**WORK TASK**.
Find all lines in the records that include the word "form", and copy them out.

Segment Start: MATERIAL FOR THIS TASK

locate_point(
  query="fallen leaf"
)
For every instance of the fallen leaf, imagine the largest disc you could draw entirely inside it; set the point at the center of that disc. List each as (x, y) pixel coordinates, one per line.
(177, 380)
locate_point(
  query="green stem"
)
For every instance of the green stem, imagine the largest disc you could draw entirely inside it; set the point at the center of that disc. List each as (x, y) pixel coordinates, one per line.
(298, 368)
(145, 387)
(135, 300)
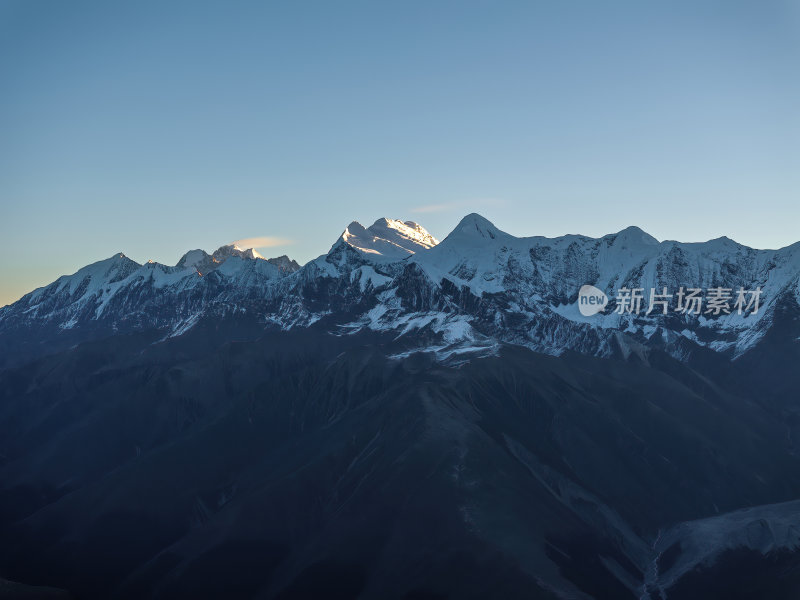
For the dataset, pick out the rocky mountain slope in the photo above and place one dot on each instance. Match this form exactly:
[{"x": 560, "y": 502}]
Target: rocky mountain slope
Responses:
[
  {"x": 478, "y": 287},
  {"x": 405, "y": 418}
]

Segment End: MATERIAL FOR THIS TASK
Segment Start: MATERIAL FOR THIS TASK

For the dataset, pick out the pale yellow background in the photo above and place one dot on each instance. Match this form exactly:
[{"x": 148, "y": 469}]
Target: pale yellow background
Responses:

Segment End: MATERIAL FOR THIS TASK

**FINAL ANSWER**.
For the dataset, pick out the rocky mountain slope in the photo above and place one dot on each instance. Match this form exactly:
For the dataset, pick out the pale yellow background in the photo above and place one dot on each instance. Match this form exactly:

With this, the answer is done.